===== Data excerpts =====
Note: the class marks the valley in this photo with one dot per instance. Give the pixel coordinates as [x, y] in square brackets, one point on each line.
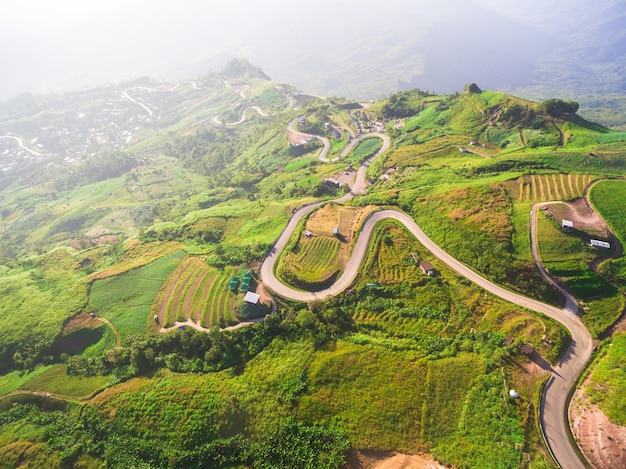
[202, 185]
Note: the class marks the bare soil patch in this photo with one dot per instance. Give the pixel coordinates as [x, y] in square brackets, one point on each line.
[390, 460]
[583, 217]
[295, 139]
[80, 321]
[347, 219]
[602, 442]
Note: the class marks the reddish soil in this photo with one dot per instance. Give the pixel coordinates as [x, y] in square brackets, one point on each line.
[79, 321]
[296, 139]
[603, 443]
[265, 296]
[583, 217]
[390, 460]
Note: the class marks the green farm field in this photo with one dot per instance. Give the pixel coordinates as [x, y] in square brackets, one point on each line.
[609, 200]
[548, 187]
[198, 292]
[567, 257]
[126, 299]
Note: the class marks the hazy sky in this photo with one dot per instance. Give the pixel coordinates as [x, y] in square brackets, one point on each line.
[326, 46]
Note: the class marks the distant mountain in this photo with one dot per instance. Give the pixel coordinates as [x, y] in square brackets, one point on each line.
[363, 50]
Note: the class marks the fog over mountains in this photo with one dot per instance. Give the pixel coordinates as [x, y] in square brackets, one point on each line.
[365, 49]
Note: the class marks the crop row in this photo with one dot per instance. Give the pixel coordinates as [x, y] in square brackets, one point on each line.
[538, 188]
[196, 291]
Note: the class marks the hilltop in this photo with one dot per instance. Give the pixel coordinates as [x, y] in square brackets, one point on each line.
[128, 211]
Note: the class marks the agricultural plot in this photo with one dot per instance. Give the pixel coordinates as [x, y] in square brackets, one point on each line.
[126, 299]
[547, 187]
[317, 260]
[321, 256]
[609, 200]
[198, 292]
[567, 257]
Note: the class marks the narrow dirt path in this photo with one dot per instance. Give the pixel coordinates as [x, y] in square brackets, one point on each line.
[116, 333]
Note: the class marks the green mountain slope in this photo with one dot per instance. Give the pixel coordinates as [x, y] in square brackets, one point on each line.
[147, 205]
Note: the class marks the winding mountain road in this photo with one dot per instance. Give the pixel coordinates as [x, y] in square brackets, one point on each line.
[243, 118]
[555, 396]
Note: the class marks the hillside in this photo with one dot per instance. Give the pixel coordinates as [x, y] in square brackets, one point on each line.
[134, 219]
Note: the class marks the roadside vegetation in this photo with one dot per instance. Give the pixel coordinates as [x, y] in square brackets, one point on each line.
[162, 225]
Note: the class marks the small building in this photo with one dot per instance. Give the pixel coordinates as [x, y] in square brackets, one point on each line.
[526, 350]
[334, 182]
[233, 284]
[596, 243]
[252, 298]
[427, 268]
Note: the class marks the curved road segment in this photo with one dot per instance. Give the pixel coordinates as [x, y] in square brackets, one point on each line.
[555, 397]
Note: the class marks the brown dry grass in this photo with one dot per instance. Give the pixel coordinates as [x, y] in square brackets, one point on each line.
[137, 254]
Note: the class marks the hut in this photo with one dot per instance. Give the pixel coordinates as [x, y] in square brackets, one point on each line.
[427, 268]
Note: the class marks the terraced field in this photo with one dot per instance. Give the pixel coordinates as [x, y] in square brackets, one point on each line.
[608, 198]
[543, 188]
[317, 259]
[198, 292]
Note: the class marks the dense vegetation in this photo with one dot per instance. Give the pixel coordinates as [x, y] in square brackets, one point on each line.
[179, 201]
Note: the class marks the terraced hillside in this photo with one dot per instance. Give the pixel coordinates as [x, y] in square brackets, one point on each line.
[547, 187]
[198, 292]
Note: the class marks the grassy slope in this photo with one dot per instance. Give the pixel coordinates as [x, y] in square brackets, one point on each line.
[410, 319]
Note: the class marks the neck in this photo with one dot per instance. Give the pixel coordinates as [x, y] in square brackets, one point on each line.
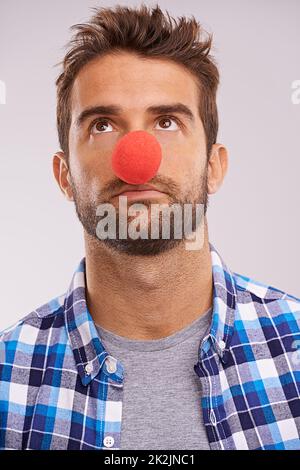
=====
What you are asked to do:
Reproduce every line of the records above word for word, omitting the pictures.

Task solution:
Note: the class marks the valley in this photo with one dot per instance. Give the pixel coordinates as [x, y] in square brackets, one point on each line.
[202, 185]
Note: the class marks the bare soil patch in this photo with one dot per instance. Give the pixel coordinates as [x, y] in square brackets, one point on each line.
[390, 460]
[583, 217]
[295, 139]
[80, 321]
[347, 219]
[602, 442]
Note: the class marks the reddish soil in this photo with one dot per instance. Give the pixel coordinates as [x, y] in square brackets, one point on each line.
[79, 321]
[296, 139]
[603, 443]
[265, 296]
[583, 217]
[390, 460]
Note: the class marks the green farm field in this photo with one dot per instance. Give the pixel coordinates as [x, y] in square brackets, one point on each line.
[609, 200]
[548, 187]
[198, 292]
[567, 257]
[126, 299]
Note: the class marks the hazy sky in this photo with one dot per instance. Give the pixel coordinates as [x, y] in square brackets, one point on each line.
[326, 46]
Note: the class marks the distant mountain in this photo with one dot per instance. Give the pixel coordinates as [x, y] in square brackets, one point on each line.
[363, 50]
Note: the class marks the fog over mountains in this photo with one dot per instance. Give the pixel coordinates as [x, y] in square brackets, one point on each line.
[365, 49]
Note: the class marks the crop row in this photo with one dot per instance. Give the pixel coordinates as [x, y] in square brackets, one point on each line.
[538, 188]
[196, 291]
Note: the class marks the hilltop in this photo with one dot per instance. Give the pixel coordinates as [x, y] in square brackets, one point on each line.
[128, 211]
Note: the class marks the agricultural plot in this photo with one dot per instance. Give the pixel coordinates as [x, y] in square brackets, one point on each line.
[126, 299]
[547, 187]
[317, 260]
[321, 256]
[609, 200]
[198, 292]
[567, 257]
Note: the class marks the narrow dirt path in this photo with one dot per instance. Give the pixel coordinates as [x, y] in square brackets, one point on each line.
[116, 333]
Note: the class marks the green mountain slope in this photo with one dot per instance. Give the pixel coordinates as [x, y] in square brackets, one point on each line.
[147, 205]
Note: the class marks the winding mountain road in this photo with one dot per instance. Give the pixel coordinates as [x, y] in square brackets, one point on each line.
[243, 118]
[555, 396]
Note: the class marks the hillside in this photo with one dot per instance. Give the pixel coordinates as [x, y] in square brackets, one point on each line.
[134, 219]
Note: the class marks the roadside vegetation in this photo with one dot per instance. Give the pixel coordinates as [x, y] in square brackets, one point on each line.
[162, 225]
Note: the class marks the small building in this photo with one dot per instance. Give the pixel coordinates as [x, y] in square brackets, one point on each line.
[526, 350]
[334, 182]
[233, 284]
[596, 243]
[252, 298]
[427, 268]
Note: the class marks the curved road segment in this photo with one dot per instance. Give the pixel coordinates as [x, y] in square brackets, one point on each line.
[555, 397]
Note: the class marks the brown dry grass in this photo with one dot per instance. Give the pixel coordinates as [x, y] in square brackets, one point on each line.
[137, 254]
Note: the class marks the hut in this photo with one dot per instance. Give the pixel coordinates as [x, y] in square brackets, one point on each line.
[427, 268]
Note: the class marks the terraced field in this photo with one dot per instance. Give the pixel coordinates as [x, y] in square brackets, one point on each line.
[608, 198]
[543, 188]
[317, 259]
[198, 292]
Note: the class marks the dense vegetation in this photo with one dot per instance. Give the pixel coordinates as [x, y] in square brackets, one point on each line.
[179, 201]
Note: the class marks the terraced hillside in this photo with one dot per instance. Give the pixel coordinates as [x, y] in square brackets, one point on each line.
[547, 187]
[198, 292]
Note: the class marks the grassy slope in this photo with one dot per instance. Give the pixel coordinates as [x, y] in square brackets, one point on each line.
[410, 319]
Note: the class marks the neck in this photo with one dot per instance. Give the pixel coordinates as [x, y] in square brackets, one point on each line.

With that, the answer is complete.